More than 300 people—both Lafayette residents and University of Louisiana at Lafayette students—bore signs and a spectrum of green-hued attire when hiking from Girard Park to the Lafayette Parish Courthouse March 2 as part of a statewide protest of more than 70 years of marijuana prohibition laws.
Legalize Louisiana, a grassroots marijuana advocacy campaign established in December 2010, was behind the event held in cities statewide that called “for better integration of the university and municipalities as education, discussion and action moves forward on (the marijuana) issue,” according to the event’s press release.
“I found out today that 300 people totally believe in the same thing that I do,” said Legalize Louisiana representative Dave Lucito, 26, after leading the crowd to the courthouse. “We heard a lot today about peace, and we heard a lot about freedom. . .We stood there, and we were peacefully assembled, and we thanked all of the peace officers who were there to support us having our free speech.”
More than a dozen police officers and several courthouse employees stood outside the building’s entrance and in the streets observing the protest—which endured without incident—assuring the walkway remained clear for those entering and exiting the building. Officers present refused to comment, but march attendees held no reservations in voicing their opinions and personal experiences involving marijuana.
“I used to have to lift my legs over a handicapped curb because I couldnt lift them that high,” said Zane Gabor, a 20-year-old diesel mechanics student at Louisiana Technical Colleges T.H. Harris campus in Opelousas. Gabor said he survived acute lymphoblastic leukemia, a cancer that involves malignant, immature white blood cells continuously multiplying and overproducing in bone marrow. While undergoing chemotherapy, Gabor also said he contracted the H1N1 virus and was bedridden for more than a month, an impairment that caused him severe muscle loss.
“The only reason I had enough strength and enough power to force food down is because I got high,” he confided before protesters and police. “When it’s past the point of tears, when you’re just laying in bed, I’ve smoked weed. It might not have solved everything, but at least I can communicate with people. At least I can feel somewhat normal.”
“Legalize, tax and regulate marijuana!” read 21-year-old UL Lafayette history senior Cayce Duncan’s poster as she stood outside the courthouse during the protest. Although she said she believes the cause is valuable, she also thinks the movement will need better organization and a more professional delegation in order to be taken seriously.
“I think it was worthwhile to get it out in the news, but we could have been better represented,” she said, noting that chanting “Weed! Weed! Weed!” (as some marchers did) and bearing signs reading “Who want’s (sic) some tacos after this?” forsakes the legitimacy of the protest.

Supplied information:
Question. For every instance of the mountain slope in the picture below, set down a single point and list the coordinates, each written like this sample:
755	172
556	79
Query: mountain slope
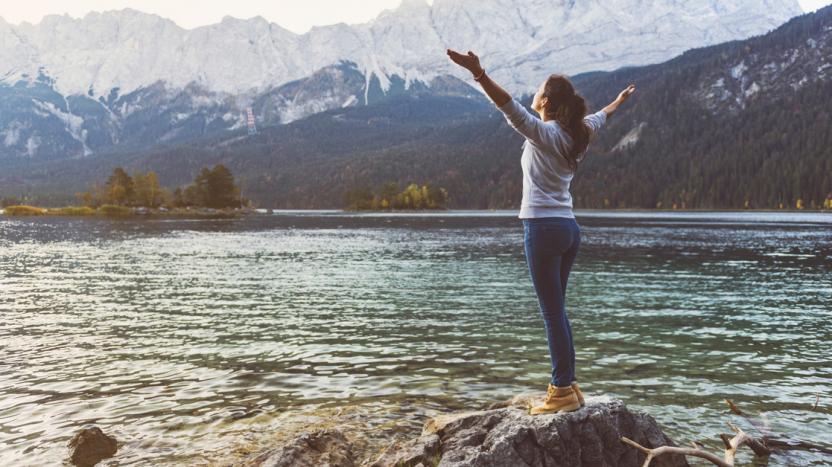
125	80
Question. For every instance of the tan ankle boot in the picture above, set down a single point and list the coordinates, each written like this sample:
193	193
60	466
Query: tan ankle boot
557	400
578	393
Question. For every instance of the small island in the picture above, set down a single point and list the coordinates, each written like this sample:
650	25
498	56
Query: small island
212	195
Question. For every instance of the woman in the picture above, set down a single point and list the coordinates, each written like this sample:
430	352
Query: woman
554	145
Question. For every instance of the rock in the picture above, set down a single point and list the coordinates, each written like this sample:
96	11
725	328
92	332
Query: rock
322	448
90	446
508	436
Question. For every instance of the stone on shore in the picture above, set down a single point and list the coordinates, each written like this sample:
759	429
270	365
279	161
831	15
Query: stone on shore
503	435
510	437
90	446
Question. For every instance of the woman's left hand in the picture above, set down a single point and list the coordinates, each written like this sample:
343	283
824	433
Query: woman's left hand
470	62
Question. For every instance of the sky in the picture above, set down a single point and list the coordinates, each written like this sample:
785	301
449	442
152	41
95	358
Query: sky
295	15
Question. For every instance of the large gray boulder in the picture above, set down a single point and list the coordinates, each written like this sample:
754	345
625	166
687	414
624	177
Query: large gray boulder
503	435
508	436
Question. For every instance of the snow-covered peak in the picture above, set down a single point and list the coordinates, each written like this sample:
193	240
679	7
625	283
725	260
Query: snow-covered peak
520	42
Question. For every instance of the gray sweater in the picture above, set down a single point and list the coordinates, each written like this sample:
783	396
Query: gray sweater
546	174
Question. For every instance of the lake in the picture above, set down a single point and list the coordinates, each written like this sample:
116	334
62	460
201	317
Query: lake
197	342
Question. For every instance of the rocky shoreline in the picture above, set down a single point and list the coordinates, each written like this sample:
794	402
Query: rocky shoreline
502	435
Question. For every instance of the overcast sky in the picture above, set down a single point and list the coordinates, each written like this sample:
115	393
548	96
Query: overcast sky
295	15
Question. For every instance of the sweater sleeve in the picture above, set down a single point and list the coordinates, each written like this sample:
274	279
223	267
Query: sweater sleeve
525	123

Task to complete: Please copy out word for word the part of the Lafayette marijuana march article starting at "More than a dozen" and ending at "experiences involving marijuana.".

Expected answer:
More than a dozen police officers and several courthouse employees stood outside the building’s entrance and in the streets observing the protest—which endured without incident—assuring the walkway remained clear for those entering and exiting the building. Officers present refused to comment, but march attendees held no reservations in voicing their opinions and personal experiences involving marijuana.